Collected data
════════════════════

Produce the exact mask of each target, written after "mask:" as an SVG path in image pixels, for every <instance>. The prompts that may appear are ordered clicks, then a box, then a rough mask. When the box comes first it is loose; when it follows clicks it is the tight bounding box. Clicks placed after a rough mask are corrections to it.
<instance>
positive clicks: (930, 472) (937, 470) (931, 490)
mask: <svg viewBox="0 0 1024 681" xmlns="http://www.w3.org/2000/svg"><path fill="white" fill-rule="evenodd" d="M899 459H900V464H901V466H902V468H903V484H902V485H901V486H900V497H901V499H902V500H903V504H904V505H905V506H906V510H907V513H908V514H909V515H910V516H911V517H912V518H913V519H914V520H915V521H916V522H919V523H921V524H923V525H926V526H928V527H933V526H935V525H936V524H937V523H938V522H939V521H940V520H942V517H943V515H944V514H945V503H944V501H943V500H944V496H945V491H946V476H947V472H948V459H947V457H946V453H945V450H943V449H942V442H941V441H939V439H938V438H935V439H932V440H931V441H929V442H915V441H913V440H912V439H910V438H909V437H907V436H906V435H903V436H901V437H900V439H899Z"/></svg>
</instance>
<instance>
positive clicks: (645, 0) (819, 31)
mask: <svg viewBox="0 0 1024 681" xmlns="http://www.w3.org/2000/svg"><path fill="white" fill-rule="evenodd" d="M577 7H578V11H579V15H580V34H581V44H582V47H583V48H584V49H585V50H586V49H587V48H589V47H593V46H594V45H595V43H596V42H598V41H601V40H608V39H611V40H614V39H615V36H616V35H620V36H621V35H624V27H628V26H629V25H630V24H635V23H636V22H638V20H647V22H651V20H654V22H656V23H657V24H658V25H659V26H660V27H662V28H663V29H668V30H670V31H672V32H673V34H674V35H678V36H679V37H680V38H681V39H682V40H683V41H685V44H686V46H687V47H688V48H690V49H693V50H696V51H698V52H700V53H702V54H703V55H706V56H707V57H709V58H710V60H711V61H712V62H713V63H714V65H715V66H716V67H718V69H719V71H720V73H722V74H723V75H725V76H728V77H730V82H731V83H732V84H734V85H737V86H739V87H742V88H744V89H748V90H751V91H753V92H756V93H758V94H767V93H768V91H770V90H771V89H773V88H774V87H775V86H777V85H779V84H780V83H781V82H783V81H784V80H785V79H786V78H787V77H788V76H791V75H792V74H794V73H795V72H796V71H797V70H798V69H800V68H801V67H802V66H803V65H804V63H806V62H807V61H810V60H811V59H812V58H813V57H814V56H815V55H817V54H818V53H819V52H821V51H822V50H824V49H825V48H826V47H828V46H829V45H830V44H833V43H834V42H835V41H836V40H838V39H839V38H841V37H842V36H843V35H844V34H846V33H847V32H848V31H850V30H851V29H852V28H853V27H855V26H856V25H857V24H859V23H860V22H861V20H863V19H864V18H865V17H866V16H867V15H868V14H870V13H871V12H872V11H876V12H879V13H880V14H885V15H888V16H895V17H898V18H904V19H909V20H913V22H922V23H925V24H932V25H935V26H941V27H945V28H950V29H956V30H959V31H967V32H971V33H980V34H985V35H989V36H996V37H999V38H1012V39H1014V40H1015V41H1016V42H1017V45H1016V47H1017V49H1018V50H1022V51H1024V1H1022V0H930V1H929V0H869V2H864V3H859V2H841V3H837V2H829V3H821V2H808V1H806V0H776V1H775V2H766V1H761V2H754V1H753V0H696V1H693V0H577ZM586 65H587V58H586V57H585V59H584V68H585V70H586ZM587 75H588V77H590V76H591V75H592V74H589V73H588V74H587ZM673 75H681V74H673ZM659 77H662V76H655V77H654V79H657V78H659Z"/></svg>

════════════════════

● Exercise description
An exact reproduction of the data is required. Leave nothing out.

● Reply
Produce the exact mask of each target, written after "mask:" as an SVG path in image pixels, for every <instance>. The prompts that may appear are ordered clicks, then a box, then a rough mask. When the box comes first it is loose; when it follows clicks it is the tight bounding box. Clicks placed after a rough mask are corrections to it.
<instance>
positive clicks: (930, 472) (937, 470) (931, 490)
mask: <svg viewBox="0 0 1024 681" xmlns="http://www.w3.org/2000/svg"><path fill="white" fill-rule="evenodd" d="M899 459H900V464H901V466H902V468H903V484H902V485H901V486H900V497H901V499H902V500H903V504H904V505H905V506H906V510H907V513H908V514H909V515H910V516H911V517H912V518H913V519H914V520H915V521H916V522H919V523H921V524H923V525H926V526H928V527H933V526H935V525H936V524H937V523H938V522H939V521H940V520H942V517H943V515H944V514H945V503H944V501H943V500H944V496H945V491H946V476H947V472H948V459H947V457H946V453H945V450H943V449H942V442H941V441H939V439H938V438H935V439H932V440H931V441H929V442H915V441H913V440H912V439H910V438H909V437H907V436H906V435H903V436H901V437H900V439H899Z"/></svg>
</instance>
<instance>
positive clicks: (645, 0) (819, 31)
mask: <svg viewBox="0 0 1024 681" xmlns="http://www.w3.org/2000/svg"><path fill="white" fill-rule="evenodd" d="M577 7H578V11H579V15H580V34H581V44H582V47H583V48H584V49H585V50H586V49H587V48H589V47H593V46H594V45H595V43H596V42H598V41H601V40H608V39H611V40H614V39H615V36H616V35H620V36H621V35H624V27H628V26H629V25H630V24H635V23H636V22H638V20H647V22H651V20H654V22H656V23H657V24H658V25H659V26H660V27H662V28H663V29H668V30H670V31H672V32H673V34H674V35H678V36H679V37H680V38H681V39H682V40H683V41H685V44H686V46H687V47H688V48H690V49H693V50H696V51H698V52H700V53H702V54H703V55H706V56H707V57H709V58H710V60H711V61H712V62H713V63H714V65H715V66H716V67H718V69H719V71H720V73H722V74H723V75H725V76H728V77H730V82H731V83H732V84H734V85H737V86H739V87H742V88H744V89H748V90H751V91H753V92H756V93H758V94H767V93H768V91H770V90H771V89H773V88H774V87H775V86H777V85H779V84H780V83H781V82H783V81H784V80H785V79H786V78H787V77H788V76H791V75H792V74H794V73H795V72H796V71H797V70H798V69H800V68H801V67H802V66H803V65H804V63H806V62H807V61H810V60H811V59H812V58H813V57H814V56H815V55H817V54H818V53H819V52H821V51H822V50H824V49H825V48H826V47H828V46H829V45H830V44H833V43H834V42H835V41H836V40H838V39H839V38H841V37H842V36H843V35H844V34H846V33H847V32H848V31H850V30H851V29H852V28H853V27H855V26H856V25H857V24H859V23H860V22H861V20H863V19H864V18H865V17H866V16H867V15H868V14H870V13H871V12H872V11H876V12H879V13H880V14H885V15H888V16H895V17H898V18H904V19H909V20H913V22H922V23H925V24H932V25H935V26H941V27H945V28H950V29H956V30H959V31H967V32H971V33H980V34H985V35H989V36H996V37H999V38H1012V39H1014V40H1015V41H1016V42H1017V45H1016V47H1017V49H1018V50H1022V51H1024V1H1022V0H930V1H929V0H869V2H864V3H859V2H841V3H837V2H829V3H821V2H808V1H806V0H776V1H775V2H766V1H761V2H754V1H753V0H696V1H693V0H577ZM586 65H587V58H586V57H585V59H584V68H585V70H586ZM587 75H588V77H590V76H591V75H592V74H589V73H588V74H587ZM673 75H681V74H673ZM659 77H662V76H655V77H654V79H657V78H659Z"/></svg>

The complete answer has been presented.